**TASK DETAILS:**
Convert every line of the records below into a JSON list of strings, one string per line, with blank lines left out.

**RECORDS TO PROCESS:**
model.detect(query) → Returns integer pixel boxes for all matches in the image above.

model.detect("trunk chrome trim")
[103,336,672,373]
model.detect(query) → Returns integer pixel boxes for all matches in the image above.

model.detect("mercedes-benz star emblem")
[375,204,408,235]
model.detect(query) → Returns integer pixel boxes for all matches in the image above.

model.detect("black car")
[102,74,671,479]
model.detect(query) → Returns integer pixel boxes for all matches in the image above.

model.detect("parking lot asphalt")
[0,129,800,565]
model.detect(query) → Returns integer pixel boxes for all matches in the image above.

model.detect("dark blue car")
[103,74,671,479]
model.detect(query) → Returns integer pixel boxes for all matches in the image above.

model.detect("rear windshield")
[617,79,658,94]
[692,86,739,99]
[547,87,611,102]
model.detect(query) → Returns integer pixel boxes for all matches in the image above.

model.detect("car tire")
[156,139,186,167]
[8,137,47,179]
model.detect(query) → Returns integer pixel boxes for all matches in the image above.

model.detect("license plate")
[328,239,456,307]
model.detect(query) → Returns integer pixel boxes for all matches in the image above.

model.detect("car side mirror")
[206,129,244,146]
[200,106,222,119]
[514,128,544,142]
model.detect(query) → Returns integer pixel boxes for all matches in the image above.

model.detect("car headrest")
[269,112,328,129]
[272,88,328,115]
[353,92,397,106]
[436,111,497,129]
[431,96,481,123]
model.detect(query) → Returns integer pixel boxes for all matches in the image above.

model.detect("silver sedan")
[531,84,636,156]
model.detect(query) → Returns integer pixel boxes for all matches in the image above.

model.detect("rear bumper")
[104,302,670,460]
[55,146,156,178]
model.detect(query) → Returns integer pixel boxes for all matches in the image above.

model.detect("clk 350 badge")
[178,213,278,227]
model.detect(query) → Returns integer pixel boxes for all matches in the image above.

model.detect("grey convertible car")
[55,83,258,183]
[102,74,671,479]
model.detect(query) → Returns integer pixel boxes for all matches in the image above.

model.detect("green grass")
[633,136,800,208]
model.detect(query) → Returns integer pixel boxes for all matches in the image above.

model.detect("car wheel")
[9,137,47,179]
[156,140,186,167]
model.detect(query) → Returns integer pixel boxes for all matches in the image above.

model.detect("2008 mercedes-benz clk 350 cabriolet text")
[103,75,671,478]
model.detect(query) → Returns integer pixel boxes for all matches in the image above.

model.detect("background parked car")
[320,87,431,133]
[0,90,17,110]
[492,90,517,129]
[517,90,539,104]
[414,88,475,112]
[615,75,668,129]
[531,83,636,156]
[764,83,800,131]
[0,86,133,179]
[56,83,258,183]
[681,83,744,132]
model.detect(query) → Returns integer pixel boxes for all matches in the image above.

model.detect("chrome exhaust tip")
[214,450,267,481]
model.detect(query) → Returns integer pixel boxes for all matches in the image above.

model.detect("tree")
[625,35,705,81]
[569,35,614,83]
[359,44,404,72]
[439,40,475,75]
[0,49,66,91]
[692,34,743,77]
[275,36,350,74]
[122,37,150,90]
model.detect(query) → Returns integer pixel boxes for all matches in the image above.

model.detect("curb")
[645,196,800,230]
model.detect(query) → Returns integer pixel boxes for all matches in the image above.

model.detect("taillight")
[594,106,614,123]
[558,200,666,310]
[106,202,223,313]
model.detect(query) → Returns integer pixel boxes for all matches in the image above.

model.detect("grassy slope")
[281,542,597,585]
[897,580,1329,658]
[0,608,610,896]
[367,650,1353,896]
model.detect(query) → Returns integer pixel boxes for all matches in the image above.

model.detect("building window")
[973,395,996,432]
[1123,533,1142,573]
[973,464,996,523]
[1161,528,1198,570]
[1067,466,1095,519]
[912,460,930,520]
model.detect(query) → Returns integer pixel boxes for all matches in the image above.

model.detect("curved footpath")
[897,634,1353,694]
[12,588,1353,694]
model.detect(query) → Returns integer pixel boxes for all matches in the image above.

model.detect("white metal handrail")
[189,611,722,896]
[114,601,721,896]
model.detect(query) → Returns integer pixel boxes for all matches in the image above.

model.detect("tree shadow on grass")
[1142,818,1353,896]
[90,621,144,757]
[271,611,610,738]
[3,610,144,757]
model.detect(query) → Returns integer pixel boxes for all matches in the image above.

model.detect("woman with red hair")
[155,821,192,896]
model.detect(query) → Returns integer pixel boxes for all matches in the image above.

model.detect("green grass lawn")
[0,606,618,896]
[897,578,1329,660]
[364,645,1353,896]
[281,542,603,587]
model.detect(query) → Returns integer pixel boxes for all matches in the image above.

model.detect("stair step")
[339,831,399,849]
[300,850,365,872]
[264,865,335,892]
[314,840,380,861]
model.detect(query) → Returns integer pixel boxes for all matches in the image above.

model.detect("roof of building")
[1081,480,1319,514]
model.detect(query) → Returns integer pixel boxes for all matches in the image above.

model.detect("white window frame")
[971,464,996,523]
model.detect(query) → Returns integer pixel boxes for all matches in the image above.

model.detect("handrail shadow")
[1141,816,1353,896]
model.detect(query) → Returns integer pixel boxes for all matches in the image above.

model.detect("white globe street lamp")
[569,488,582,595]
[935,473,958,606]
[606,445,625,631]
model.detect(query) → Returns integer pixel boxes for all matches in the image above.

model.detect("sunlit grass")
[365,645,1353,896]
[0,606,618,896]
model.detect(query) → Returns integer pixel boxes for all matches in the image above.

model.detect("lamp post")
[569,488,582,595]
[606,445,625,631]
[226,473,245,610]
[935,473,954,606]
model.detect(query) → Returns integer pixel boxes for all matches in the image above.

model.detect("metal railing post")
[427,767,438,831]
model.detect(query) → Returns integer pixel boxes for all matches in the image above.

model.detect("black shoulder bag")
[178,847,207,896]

**SOLUTION TO THIS PROBLEM:**
[
  "model.detect(query) → Returns integer pixel boxes for all matches in the image above.",
  "model.detect(\"trunk chrome trim\")",
  "[103,336,672,373]",
  "model.detect(query) → Returns integer pixel boxes for all matches in the image above.",
  "model.detect(\"mercedes-benz star emblem\")",
  "[375,204,408,235]",
  "model.detect(query) → Returns integer pixel boxes for all matches in the image above.",
  "model.detect(\"black car\")",
  "[102,74,671,479]",
  "model.detect(query) → Returns integer pixel boxes for all matches in the image above.",
  "model.detect(\"parking lot asphalt\")",
  "[0,129,800,565]",
  "model.detect(query) → Returns integer pixel boxes for all matches in the image above.",
  "model.detect(\"dark blue car\")",
  "[103,74,671,479]",
  "model.detect(query) → Returns integer pixel boxes for all matches in the image above.",
  "model.detect(\"rear windshield\")",
  "[617,79,658,94]",
  "[692,86,739,99]",
  "[547,87,611,102]",
  "model.detect(query) → Returns integer pixel boxes for all matches in the image above.",
  "model.detect(\"car tire\")",
  "[156,139,186,167]",
  "[8,137,47,179]",
  "model.detect(query) → Returns integer pixel boxes for all matches in the image above.",
  "model.detect(\"license plate\")",
  "[328,239,456,307]",
  "model.detect(query) → Returns integer pixel boxes for all matches in the image above.",
  "model.detect(\"car side mirror\")",
  "[206,129,244,146]",
  "[200,106,222,119]",
  "[514,128,544,142]",
  "model.detect(query) → Returns integer pixel boxes for all matches in the image above.",
  "model.detect(\"car headrest\")",
  "[269,112,328,129]",
  "[272,88,328,115]",
  "[353,92,397,106]",
  "[436,111,497,129]",
  "[431,96,481,123]",
  "model.detect(query) → Returns integer pixel boxes for all matches in the image above.",
  "model.detect(\"silver sedan\")",
  "[531,84,636,156]",
  "model.detect(query) → Returns integer pixel boxes for all matches in the image above.",
  "model.detect(\"rear bumper\")",
  "[104,302,670,460]",
  "[55,146,156,178]",
  "model.detect(query) → Returns integer pixel boxes for all matches in the image above.",
  "model.detect(\"clk 350 badge\")",
  "[178,213,278,227]",
  "model.detect(query) → Returns integer pixel boxes for all matches in the image above.",
  "model.detect(\"grey convertible car\")",
  "[55,83,258,183]",
  "[102,74,671,479]",
  "model.detect(query) → Returns integer pixel boxes for all matches in the image above.",
  "model.detect(\"green grass\")",
  "[633,136,800,208]",
  "model.detect(query) → Returns integer pixel boxes for all matches in the image above.",
  "model.detect(\"car wheel\")",
  "[9,137,47,179]",
  "[156,140,186,167]",
  "model.detect(query) → Returns integer pixel boxes for all matches in the image above.",
  "model.detect(\"2008 mercedes-benz clk 350 cabriolet text\")",
  "[103,75,671,478]",
  "model.detect(query) → Returns integer pixel boxes for all matches in the image above.",
  "model.detect(\"background parked car\")",
  "[320,87,431,133]",
  "[0,90,17,110]",
  "[492,90,517,129]",
  "[517,90,539,104]",
  "[414,88,475,112]",
  "[615,75,668,129]",
  "[531,83,636,156]",
  "[764,83,800,131]",
  "[0,86,133,179]",
  "[56,83,258,183]",
  "[681,83,744,132]",
  "model.detect(query) → Returns integer pixel boxes for all matches in the image above.",
  "model.detect(\"chrome exhaust tip\")",
  "[214,450,267,481]",
  "model.detect(query) → Returns integer pixel boxes for all matches in the image above.",
  "model.detect(\"tree\")",
  "[625,35,705,81]",
  "[569,35,614,83]",
  "[359,44,404,72]",
  "[439,40,475,75]",
  "[0,49,66,91]",
  "[692,34,743,77]",
  "[275,36,350,74]",
  "[122,37,150,90]",
  "model.detect(query) → Returns integer pixel boxes for all matches in the image above.",
  "model.detect(\"curb\")",
  "[645,196,800,230]",
  "model.detect(query) → Returns integer pixel boxes for all matches in the image above.",
  "model.detect(\"taillight\")",
  "[594,106,614,123]",
  "[558,200,666,310]",
  "[106,202,223,313]",
  "model.detect(query) → Returns integer pixel boxes for all matches in the image above.",
  "model.detect(\"grassy slope\")",
  "[281,542,597,585]",
  "[897,580,1329,658]",
  "[0,608,610,896]",
  "[367,650,1353,896]",
  "model.detect(query) → Returns integer pixel boxes for all matches in the image above.",
  "model.detect(\"building window\")",
  "[973,395,996,432]",
  "[1123,533,1142,573]",
  "[973,464,996,523]",
  "[1161,528,1198,570]",
  "[1067,466,1095,519]",
  "[912,460,930,520]",
  "model.detect(query) → Returns integer pixel boxes for all matches in the image above.",
  "model.detect(\"curved footpath\")",
  "[897,634,1353,694]",
  "[12,588,1353,694]",
  "model.detect(query) → Returns integer pixel boxes for all matches in the image above.",
  "model.detect(\"white metal handrail\")",
  "[189,611,722,896]",
  "[114,601,721,896]",
  "model.detect(query) → Returns integer pixel boxes for all matches in the image above.",
  "model.detect(\"tree shadow on grass\")",
  "[1142,818,1353,896]",
  "[90,621,144,757]",
  "[271,611,610,738]",
  "[3,610,144,757]",
  "model.detect(query) → Returns integer pixel boxes for all matches in the image above.",
  "model.detect(\"woman with red hair\")",
  "[155,821,192,896]",
  "model.detect(query) → Returns integer pixel boxes for all matches in the image above.",
  "model.detect(\"green grass lawn\")",
  "[0,606,618,896]",
  "[897,578,1329,660]",
  "[364,645,1353,896]",
  "[281,542,603,587]",
  "model.detect(query) → Returns integer pixel boxes for all matches in the image above.",
  "model.detect(\"stair step\")",
  "[339,831,399,849]",
  "[300,850,365,872]",
  "[264,865,335,892]",
  "[314,840,380,861]",
  "model.detect(query) → Returns integer pixel boxes for all matches in the image above.",
  "model.detect(\"roof of building\")",
  "[1081,480,1319,514]",
  "model.detect(query) → Returns integer pixel boxes for all matches in the image above.",
  "model.detect(\"white window frame\")",
  "[971,464,996,523]",
  "model.detect(query) → Returns integer pixel boxes for all matches in the image above.",
  "model.detect(\"handrail shadow\")",
  "[1141,816,1353,896]",
  "model.detect(query) → Returns integer pixel boxes for all matches in the image above.",
  "model.detect(\"white globe street lamp\")",
  "[569,488,582,595]",
  "[935,473,958,606]",
  "[606,445,625,631]",
  "model.detect(query) → Returns integer pixel boxes for all matches in the image above.",
  "model.detect(\"sunlit grass\")",
  "[365,645,1353,896]",
  "[0,606,618,896]",
  "model.detect(query) → Returns integer pixel boxes for all matches in the image above.",
  "model.detect(\"lamp post\")",
  "[569,488,582,595]",
  "[606,445,625,631]",
  "[226,473,245,610]",
  "[935,473,954,606]",
  "model.detect(query) → Returns integer pixel boxes for all matches in the image above.",
  "model.detect(\"metal railing post\")",
  "[427,767,438,831]",
  "model.detect(query) → Returns integer pixel boxes for all matches in the image above.",
  "model.detect(\"black shoulder bag\")",
  "[178,847,207,896]"
]